→ Action item
The data below calls for an exact copy.

→ Records to use
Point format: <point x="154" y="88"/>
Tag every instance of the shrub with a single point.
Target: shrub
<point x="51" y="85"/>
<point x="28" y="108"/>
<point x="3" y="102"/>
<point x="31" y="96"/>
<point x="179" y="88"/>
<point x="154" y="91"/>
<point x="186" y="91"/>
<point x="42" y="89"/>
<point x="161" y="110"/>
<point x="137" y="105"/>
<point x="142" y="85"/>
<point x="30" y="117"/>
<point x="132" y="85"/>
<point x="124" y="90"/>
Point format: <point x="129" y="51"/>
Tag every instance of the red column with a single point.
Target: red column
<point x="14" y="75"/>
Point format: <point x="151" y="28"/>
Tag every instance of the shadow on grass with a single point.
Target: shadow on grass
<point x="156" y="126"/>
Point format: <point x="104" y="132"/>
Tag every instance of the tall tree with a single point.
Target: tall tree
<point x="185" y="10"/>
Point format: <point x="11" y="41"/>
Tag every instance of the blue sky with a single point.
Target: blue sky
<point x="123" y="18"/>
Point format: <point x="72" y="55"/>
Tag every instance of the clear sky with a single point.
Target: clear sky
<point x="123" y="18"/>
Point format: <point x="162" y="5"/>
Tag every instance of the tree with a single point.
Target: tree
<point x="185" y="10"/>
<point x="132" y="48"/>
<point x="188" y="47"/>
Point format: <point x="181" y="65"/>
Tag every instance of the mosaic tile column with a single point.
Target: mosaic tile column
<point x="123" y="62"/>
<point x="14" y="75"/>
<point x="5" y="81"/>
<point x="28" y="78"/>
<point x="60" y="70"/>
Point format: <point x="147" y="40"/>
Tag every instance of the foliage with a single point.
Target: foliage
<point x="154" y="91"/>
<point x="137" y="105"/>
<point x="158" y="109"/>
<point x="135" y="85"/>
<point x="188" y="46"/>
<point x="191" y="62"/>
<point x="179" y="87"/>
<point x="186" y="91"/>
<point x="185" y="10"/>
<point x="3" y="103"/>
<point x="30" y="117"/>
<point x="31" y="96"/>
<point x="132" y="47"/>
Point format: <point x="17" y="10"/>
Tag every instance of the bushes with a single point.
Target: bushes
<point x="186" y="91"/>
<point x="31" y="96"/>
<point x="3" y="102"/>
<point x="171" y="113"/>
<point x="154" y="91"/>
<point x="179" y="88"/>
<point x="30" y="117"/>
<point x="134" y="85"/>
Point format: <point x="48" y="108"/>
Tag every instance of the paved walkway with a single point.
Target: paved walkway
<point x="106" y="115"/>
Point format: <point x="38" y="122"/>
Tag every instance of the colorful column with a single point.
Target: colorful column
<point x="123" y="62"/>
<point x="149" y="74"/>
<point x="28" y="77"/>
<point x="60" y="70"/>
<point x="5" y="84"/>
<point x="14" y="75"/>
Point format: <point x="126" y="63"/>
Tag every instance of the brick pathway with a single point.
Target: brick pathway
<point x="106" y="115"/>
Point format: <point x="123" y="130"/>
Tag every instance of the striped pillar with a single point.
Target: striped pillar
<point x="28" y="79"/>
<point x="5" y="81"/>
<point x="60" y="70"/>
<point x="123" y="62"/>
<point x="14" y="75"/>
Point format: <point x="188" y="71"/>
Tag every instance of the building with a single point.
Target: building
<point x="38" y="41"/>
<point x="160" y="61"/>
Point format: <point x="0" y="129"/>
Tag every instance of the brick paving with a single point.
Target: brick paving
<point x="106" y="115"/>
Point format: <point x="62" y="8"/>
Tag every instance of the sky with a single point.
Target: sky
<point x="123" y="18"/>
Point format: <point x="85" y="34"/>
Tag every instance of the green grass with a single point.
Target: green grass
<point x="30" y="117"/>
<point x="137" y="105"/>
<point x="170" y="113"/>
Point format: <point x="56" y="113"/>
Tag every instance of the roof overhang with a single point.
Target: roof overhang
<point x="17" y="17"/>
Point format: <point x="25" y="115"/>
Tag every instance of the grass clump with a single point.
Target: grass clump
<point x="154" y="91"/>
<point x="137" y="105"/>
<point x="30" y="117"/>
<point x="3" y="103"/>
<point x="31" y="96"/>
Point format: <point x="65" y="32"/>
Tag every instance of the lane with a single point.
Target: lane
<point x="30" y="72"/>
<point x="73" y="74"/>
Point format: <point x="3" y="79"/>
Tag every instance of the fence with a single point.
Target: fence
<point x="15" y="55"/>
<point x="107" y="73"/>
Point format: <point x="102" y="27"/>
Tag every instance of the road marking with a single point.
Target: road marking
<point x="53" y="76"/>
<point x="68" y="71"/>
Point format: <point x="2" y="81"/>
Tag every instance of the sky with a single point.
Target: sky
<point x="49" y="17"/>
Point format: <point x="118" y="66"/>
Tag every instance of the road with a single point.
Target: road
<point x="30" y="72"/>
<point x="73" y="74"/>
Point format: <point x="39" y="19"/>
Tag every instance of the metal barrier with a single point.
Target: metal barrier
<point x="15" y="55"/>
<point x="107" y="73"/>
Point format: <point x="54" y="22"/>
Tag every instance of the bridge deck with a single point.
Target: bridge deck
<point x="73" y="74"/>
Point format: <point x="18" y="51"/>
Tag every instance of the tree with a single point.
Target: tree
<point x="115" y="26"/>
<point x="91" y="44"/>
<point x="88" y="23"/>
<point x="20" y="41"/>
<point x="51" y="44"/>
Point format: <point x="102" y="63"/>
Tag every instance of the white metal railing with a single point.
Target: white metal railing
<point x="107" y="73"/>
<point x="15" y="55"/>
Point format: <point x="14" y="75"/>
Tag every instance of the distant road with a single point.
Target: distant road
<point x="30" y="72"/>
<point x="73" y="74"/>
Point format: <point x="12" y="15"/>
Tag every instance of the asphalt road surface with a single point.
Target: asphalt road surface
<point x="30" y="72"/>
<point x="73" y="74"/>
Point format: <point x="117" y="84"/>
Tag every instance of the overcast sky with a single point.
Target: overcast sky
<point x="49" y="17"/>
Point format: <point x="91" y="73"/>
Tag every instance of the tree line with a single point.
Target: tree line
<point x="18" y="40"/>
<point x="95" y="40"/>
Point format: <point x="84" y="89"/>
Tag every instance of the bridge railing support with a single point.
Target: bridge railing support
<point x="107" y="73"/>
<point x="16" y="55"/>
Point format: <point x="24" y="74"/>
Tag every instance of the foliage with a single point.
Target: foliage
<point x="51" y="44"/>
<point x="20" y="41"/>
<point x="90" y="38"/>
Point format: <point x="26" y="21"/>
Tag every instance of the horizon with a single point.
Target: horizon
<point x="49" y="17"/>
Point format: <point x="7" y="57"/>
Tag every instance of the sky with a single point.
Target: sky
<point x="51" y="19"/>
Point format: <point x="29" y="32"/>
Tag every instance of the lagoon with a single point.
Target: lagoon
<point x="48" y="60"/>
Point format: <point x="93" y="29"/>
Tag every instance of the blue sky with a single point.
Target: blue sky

→ Exercise answer
Point format: <point x="154" y="88"/>
Tag every instance of the shrub with a single point.
Target: shrub
<point x="51" y="85"/>
<point x="28" y="108"/>
<point x="3" y="102"/>
<point x="31" y="96"/>
<point x="179" y="88"/>
<point x="154" y="91"/>
<point x="186" y="91"/>
<point x="42" y="89"/>
<point x="161" y="110"/>
<point x="137" y="105"/>
<point x="142" y="85"/>
<point x="30" y="117"/>
<point x="132" y="85"/>
<point x="124" y="90"/>
Point format: <point x="129" y="51"/>
Tag every instance of the red column with a single point.
Target: red column
<point x="14" y="75"/>
Point format: <point x="151" y="28"/>
Tag every instance of the shadow on grass with a single point.
Target: shadow on grass
<point x="156" y="126"/>
Point format: <point x="104" y="132"/>
Tag every instance of the tall tree with a single point.
Target: tall tree
<point x="185" y="10"/>
Point format: <point x="11" y="41"/>
Tag every instance of the blue sky with a single point.
Target: blue sky
<point x="123" y="18"/>
Point format: <point x="72" y="55"/>
Tag every instance of the clear sky with a single point.
Target: clear sky
<point x="123" y="18"/>
Point format: <point x="162" y="5"/>
Tag every instance of the tree with a single point.
Target: tree
<point x="185" y="10"/>
<point x="132" y="48"/>
<point x="188" y="47"/>
Point format: <point x="181" y="65"/>
Tag every instance of the mosaic tile column with a single point.
Target: mosaic tile column
<point x="123" y="62"/>
<point x="14" y="75"/>
<point x="5" y="81"/>
<point x="28" y="78"/>
<point x="60" y="70"/>
Point format: <point x="147" y="40"/>
Tag every instance of the foliage with a single point.
Target: foliage
<point x="154" y="91"/>
<point x="137" y="105"/>
<point x="158" y="109"/>
<point x="135" y="85"/>
<point x="188" y="46"/>
<point x="191" y="62"/>
<point x="179" y="87"/>
<point x="186" y="91"/>
<point x="185" y="10"/>
<point x="3" y="103"/>
<point x="30" y="117"/>
<point x="31" y="96"/>
<point x="132" y="47"/>
Point format: <point x="17" y="10"/>
Tag every instance of the bushes with a single point.
Target: bushes
<point x="186" y="91"/>
<point x="31" y="96"/>
<point x="3" y="102"/>
<point x="171" y="113"/>
<point x="154" y="91"/>
<point x="179" y="88"/>
<point x="30" y="117"/>
<point x="134" y="85"/>
Point format: <point x="48" y="108"/>
Tag every instance of the paved walkway with a single point.
Target: paved walkway
<point x="106" y="115"/>
Point format: <point x="38" y="122"/>
Tag every instance of the colorful column with a single point.
Target: colorful column
<point x="123" y="62"/>
<point x="149" y="74"/>
<point x="28" y="77"/>
<point x="60" y="70"/>
<point x="5" y="84"/>
<point x="14" y="75"/>
Point format: <point x="126" y="63"/>
Tag every instance of the brick pathway with a single point.
Target: brick pathway
<point x="106" y="115"/>
Point format: <point x="123" y="130"/>
Tag every instance of the striped pillar with a single point.
Target: striped pillar
<point x="28" y="79"/>
<point x="5" y="81"/>
<point x="60" y="70"/>
<point x="123" y="62"/>
<point x="14" y="75"/>
Point format: <point x="188" y="71"/>
Tag every instance of the building with a single point.
Target: building
<point x="38" y="41"/>
<point x="160" y="61"/>
Point format: <point x="0" y="129"/>
Tag every instance of the brick paving with a single point.
Target: brick paving
<point x="106" y="115"/>
Point format: <point x="62" y="8"/>
Tag every instance of the sky with a single point.
Target: sky
<point x="123" y="18"/>
Point format: <point x="85" y="34"/>
Tag every instance of the green grass with a single point.
Target: green grass
<point x="30" y="117"/>
<point x="137" y="105"/>
<point x="170" y="113"/>
Point format: <point x="56" y="113"/>
Tag every instance of the roof overhang with a single point.
Target: roof overhang
<point x="17" y="17"/>
Point format: <point x="25" y="115"/>
Tag every instance of the grass clump with a single point.
Target: grass clump
<point x="154" y="91"/>
<point x="137" y="105"/>
<point x="30" y="117"/>
<point x="3" y="103"/>
<point x="31" y="96"/>
Point format: <point x="65" y="32"/>
Tag every instance of the lane with a single point.
Target: lane
<point x="30" y="72"/>
<point x="73" y="74"/>
Point format: <point x="3" y="79"/>
Tag every instance of the fence with a single point.
Target: fence
<point x="15" y="55"/>
<point x="107" y="73"/>
Point format: <point x="102" y="27"/>
Tag every instance of the road marking with a single point.
Target: road marking
<point x="53" y="76"/>
<point x="68" y="71"/>
Point format: <point x="2" y="81"/>
Tag every instance of the sky with a single point.
Target: sky
<point x="49" y="17"/>
Point format: <point x="118" y="66"/>
Tag every instance of the road with a single point.
Target: road
<point x="30" y="72"/>
<point x="73" y="74"/>
Point format: <point x="39" y="19"/>
Tag every instance of the metal barrier with a single point.
Target: metal barrier
<point x="15" y="55"/>
<point x="107" y="73"/>
Point format: <point x="54" y="22"/>
Tag every instance of the bridge deck with a single point.
Target: bridge deck
<point x="73" y="74"/>
Point format: <point x="18" y="51"/>
Tag every instance of the tree with a single point.
Target: tree
<point x="115" y="26"/>
<point x="91" y="44"/>
<point x="88" y="23"/>
<point x="20" y="41"/>
<point x="51" y="44"/>
Point format: <point x="102" y="63"/>
Tag every instance of the white metal railing with a single point.
Target: white metal railing
<point x="107" y="73"/>
<point x="15" y="55"/>
Point format: <point x="14" y="75"/>
Tag every instance of the distant road with a single point.
Target: distant road
<point x="30" y="72"/>
<point x="73" y="74"/>
Point format: <point x="12" y="15"/>
Tag every instance of the asphalt road surface with a single point.
Target: asphalt road surface
<point x="30" y="72"/>
<point x="73" y="74"/>
Point format: <point x="117" y="84"/>
Tag every instance of the overcast sky with a single point.
Target: overcast sky
<point x="49" y="17"/>
Point format: <point x="91" y="73"/>
Tag every instance of the tree line with a single point.
Target: tree line
<point x="18" y="40"/>
<point x="95" y="40"/>
Point format: <point x="84" y="89"/>
Tag every instance of the bridge railing support with a single point.
Target: bridge railing support
<point x="107" y="73"/>
<point x="16" y="55"/>
Point format: <point x="24" y="74"/>
Tag every instance of the foliage with a single point.
Target: foliage
<point x="51" y="44"/>
<point x="20" y="41"/>
<point x="90" y="38"/>
Point format: <point x="26" y="21"/>
Tag every instance of the horizon with a single point.
Target: horizon
<point x="49" y="17"/>
Point format: <point x="7" y="57"/>
Tag every instance of the sky with a single point.
Target: sky
<point x="51" y="19"/>
Point format: <point x="29" y="32"/>
Tag every instance of the lagoon with a single point.
Target: lagoon
<point x="48" y="60"/>
Point format: <point x="93" y="29"/>
Tag every instance of the blue sky with a single point.
Target: blue sky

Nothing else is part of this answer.